**YOUR OBJECTIVE**: Pull out every line of the data below that contains the word "black", copying each one in full.

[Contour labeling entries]
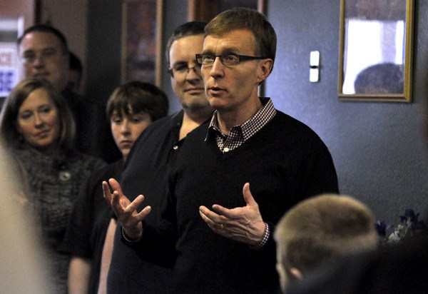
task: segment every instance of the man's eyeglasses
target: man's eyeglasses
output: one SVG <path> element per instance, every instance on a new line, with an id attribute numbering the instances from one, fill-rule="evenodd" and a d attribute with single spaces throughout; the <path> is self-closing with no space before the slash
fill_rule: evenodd
<path id="1" fill-rule="evenodd" d="M 183 78 L 188 75 L 190 69 L 195 71 L 195 74 L 200 74 L 200 64 L 196 64 L 193 67 L 187 67 L 184 65 L 178 65 L 168 69 L 168 72 L 171 75 L 171 78 Z"/>
<path id="2" fill-rule="evenodd" d="M 59 51 L 54 49 L 49 49 L 43 50 L 40 54 L 37 54 L 34 51 L 24 52 L 21 59 L 25 64 L 32 64 L 36 62 L 39 58 L 44 61 L 48 61 L 54 59 L 58 54 Z"/>
<path id="3" fill-rule="evenodd" d="M 247 56 L 245 55 L 238 54 L 196 54 L 196 61 L 199 64 L 210 66 L 214 63 L 217 57 L 220 58 L 220 61 L 225 66 L 236 66 L 241 61 L 245 61 L 247 60 L 265 59 L 267 58 L 260 56 Z"/>

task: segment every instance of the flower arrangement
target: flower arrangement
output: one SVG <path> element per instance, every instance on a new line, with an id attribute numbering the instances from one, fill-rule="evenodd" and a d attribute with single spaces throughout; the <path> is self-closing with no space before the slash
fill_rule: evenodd
<path id="1" fill-rule="evenodd" d="M 397 243 L 425 229 L 424 221 L 419 220 L 419 213 L 415 214 L 412 209 L 406 209 L 404 214 L 399 216 L 399 224 L 396 228 L 387 225 L 383 220 L 377 220 L 376 228 L 377 233 L 382 237 L 382 243 Z M 392 233 L 388 235 L 387 232 L 392 228 Z"/>

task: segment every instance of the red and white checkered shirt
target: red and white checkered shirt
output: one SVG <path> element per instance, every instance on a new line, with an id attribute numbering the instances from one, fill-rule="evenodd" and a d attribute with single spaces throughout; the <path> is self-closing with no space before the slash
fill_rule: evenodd
<path id="1" fill-rule="evenodd" d="M 228 136 L 223 134 L 220 131 L 217 118 L 217 111 L 214 111 L 208 127 L 208 133 L 207 133 L 205 141 L 208 137 L 209 133 L 213 131 L 215 133 L 217 145 L 222 152 L 228 152 L 241 146 L 245 141 L 261 130 L 276 114 L 276 110 L 270 98 L 260 97 L 260 99 L 263 107 L 254 116 L 241 126 L 235 126 L 233 127 Z"/>

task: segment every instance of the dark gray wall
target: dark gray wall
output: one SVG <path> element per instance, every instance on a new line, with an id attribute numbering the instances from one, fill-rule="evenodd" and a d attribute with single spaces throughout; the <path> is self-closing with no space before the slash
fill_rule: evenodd
<path id="1" fill-rule="evenodd" d="M 100 103 L 121 83 L 121 0 L 88 1 L 86 94 Z"/>
<path id="2" fill-rule="evenodd" d="M 427 208 L 425 115 L 428 1 L 416 1 L 413 103 L 337 98 L 340 0 L 270 0 L 278 37 L 266 95 L 312 128 L 329 147 L 340 191 L 366 203 L 378 219 L 398 222 L 407 208 Z M 311 51 L 321 54 L 320 81 L 309 81 Z"/>
<path id="3" fill-rule="evenodd" d="M 120 83 L 121 1 L 89 1 L 88 89 L 107 98 Z M 428 144 L 425 116 L 428 1 L 415 1 L 413 102 L 342 102 L 337 98 L 340 0 L 268 0 L 278 37 L 275 68 L 265 85 L 279 110 L 312 128 L 329 147 L 340 191 L 366 203 L 378 219 L 397 224 L 407 208 L 427 208 Z M 164 0 L 163 49 L 187 21 L 187 1 Z M 309 81 L 311 51 L 321 54 L 320 81 Z M 171 110 L 179 105 L 165 73 Z M 424 216 L 425 218 L 425 216 Z"/>

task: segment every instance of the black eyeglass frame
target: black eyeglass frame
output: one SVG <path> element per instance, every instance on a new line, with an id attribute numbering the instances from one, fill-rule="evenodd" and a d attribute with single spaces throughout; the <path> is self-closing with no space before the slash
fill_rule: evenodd
<path id="1" fill-rule="evenodd" d="M 248 60 L 266 59 L 268 58 L 268 57 L 262 57 L 262 56 L 248 56 L 247 55 L 239 55 L 239 54 L 213 55 L 213 56 L 214 56 L 214 60 L 213 61 L 213 64 L 204 64 L 202 62 L 199 62 L 199 59 L 200 59 L 202 61 L 202 56 L 204 56 L 204 55 L 211 55 L 211 54 L 196 54 L 195 55 L 195 56 L 196 56 L 196 62 L 198 62 L 201 66 L 210 66 L 210 65 L 212 65 L 215 61 L 215 59 L 217 57 L 220 58 L 220 61 L 221 61 L 221 63 L 223 64 L 225 64 L 223 63 L 222 56 L 227 56 L 228 55 L 233 55 L 235 56 L 238 56 L 239 58 L 239 60 L 238 60 L 238 64 L 225 64 L 225 65 L 228 65 L 228 66 L 237 66 L 239 64 L 240 64 L 241 61 L 246 61 Z"/>

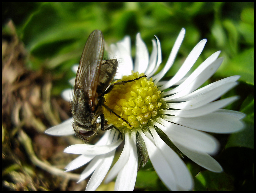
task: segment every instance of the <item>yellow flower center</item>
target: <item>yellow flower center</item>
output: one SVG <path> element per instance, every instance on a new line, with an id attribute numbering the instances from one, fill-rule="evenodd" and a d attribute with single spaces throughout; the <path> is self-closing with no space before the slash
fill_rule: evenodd
<path id="1" fill-rule="evenodd" d="M 138 72 L 132 72 L 132 74 L 123 76 L 116 82 L 134 79 L 144 75 Z M 159 116 L 159 110 L 162 104 L 161 93 L 152 78 L 149 80 L 145 77 L 124 84 L 115 85 L 104 96 L 105 104 L 132 126 L 103 108 L 105 118 L 109 123 L 113 124 L 120 131 L 145 128 Z"/>

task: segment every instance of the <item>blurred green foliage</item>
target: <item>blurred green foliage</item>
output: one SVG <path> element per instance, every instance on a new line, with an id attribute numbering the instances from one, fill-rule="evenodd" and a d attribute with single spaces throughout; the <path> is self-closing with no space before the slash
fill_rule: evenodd
<path id="1" fill-rule="evenodd" d="M 238 147 L 249 149 L 248 155 L 242 156 L 254 157 L 254 2 L 2 3 L 2 30 L 4 30 L 3 26 L 8 19 L 12 19 L 29 53 L 28 67 L 51 70 L 55 80 L 54 94 L 59 94 L 63 89 L 69 86 L 68 81 L 74 76 L 71 68 L 79 62 L 87 38 L 94 29 L 102 31 L 109 45 L 126 35 L 130 36 L 134 53 L 137 33 L 141 33 L 150 52 L 151 40 L 156 35 L 161 44 L 163 65 L 180 31 L 185 28 L 185 39 L 175 63 L 168 76 L 174 74 L 199 41 L 207 38 L 208 42 L 196 65 L 198 66 L 214 52 L 221 50 L 221 56 L 224 58 L 223 62 L 210 81 L 240 75 L 240 85 L 230 93 L 240 96 L 241 98 L 228 108 L 241 111 L 247 115 L 244 121 L 244 129 L 231 135 L 226 148 L 215 158 L 221 164 L 222 160 L 228 160 L 232 163 L 230 166 L 239 167 L 244 172 L 239 176 L 232 173 L 222 174 L 210 172 L 198 173 L 200 170 L 195 166 L 197 171 L 194 170 L 193 173 L 198 174 L 195 177 L 195 189 L 254 189 L 254 183 L 251 183 L 254 180 L 254 159 L 252 161 L 248 159 L 251 162 L 241 164 L 238 161 L 225 157 L 228 147 Z M 218 136 L 216 137 L 221 139 Z M 231 148 L 233 154 L 240 152 L 235 148 Z M 190 168 L 195 165 L 189 160 L 185 161 Z M 225 172 L 230 170 L 228 164 L 224 165 L 226 167 L 223 166 Z M 161 187 L 159 185 L 161 181 L 157 180 L 153 171 L 147 168 L 139 172 L 136 187 L 147 190 L 149 187 L 150 189 L 156 190 Z M 147 180 L 143 178 L 145 176 Z M 153 180 L 149 183 L 151 179 Z M 226 183 L 222 183 L 223 180 Z M 209 181 L 214 182 L 210 186 Z"/>

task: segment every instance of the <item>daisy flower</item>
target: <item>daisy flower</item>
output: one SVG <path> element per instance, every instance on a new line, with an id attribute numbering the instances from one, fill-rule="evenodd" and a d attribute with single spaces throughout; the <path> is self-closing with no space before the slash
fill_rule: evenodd
<path id="1" fill-rule="evenodd" d="M 105 132 L 95 145 L 74 145 L 65 150 L 66 153 L 80 155 L 67 166 L 67 171 L 89 163 L 79 181 L 92 174 L 86 190 L 95 190 L 104 179 L 107 183 L 116 177 L 115 190 L 133 190 L 137 169 L 148 159 L 161 180 L 172 190 L 189 190 L 193 187 L 192 177 L 181 155 L 211 171 L 222 171 L 211 156 L 217 152 L 219 143 L 207 132 L 230 133 L 242 128 L 241 120 L 243 114 L 221 109 L 238 97 L 219 99 L 237 84 L 239 77 L 201 86 L 223 60 L 218 58 L 220 52 L 216 52 L 189 73 L 206 43 L 204 39 L 193 49 L 175 75 L 168 80 L 163 80 L 174 63 L 185 33 L 182 29 L 166 63 L 156 73 L 162 58 L 160 42 L 156 36 L 152 40 L 150 56 L 140 34 L 137 35 L 134 63 L 129 37 L 110 47 L 110 53 L 118 60 L 117 81 L 138 78 L 115 85 L 104 96 L 105 104 L 132 126 L 104 108 L 109 126 L 115 128 Z M 140 78 L 144 75 L 147 77 Z M 68 100 L 72 96 L 71 90 L 63 93 Z M 70 119 L 46 132 L 57 135 L 73 134 L 72 122 Z M 111 169 L 116 148 L 123 141 L 122 153 Z"/>

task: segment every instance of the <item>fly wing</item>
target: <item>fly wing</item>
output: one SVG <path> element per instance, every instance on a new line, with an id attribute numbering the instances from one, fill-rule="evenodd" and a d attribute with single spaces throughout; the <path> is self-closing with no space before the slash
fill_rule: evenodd
<path id="1" fill-rule="evenodd" d="M 88 102 L 91 107 L 98 97 L 97 89 L 104 52 L 102 32 L 95 30 L 90 35 L 84 48 L 74 88 L 74 91 L 77 89 L 83 91 L 85 99 L 91 101 Z"/>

**OUTPUT**:
task: segment every instance of the black eyeglass frame
target: black eyeglass frame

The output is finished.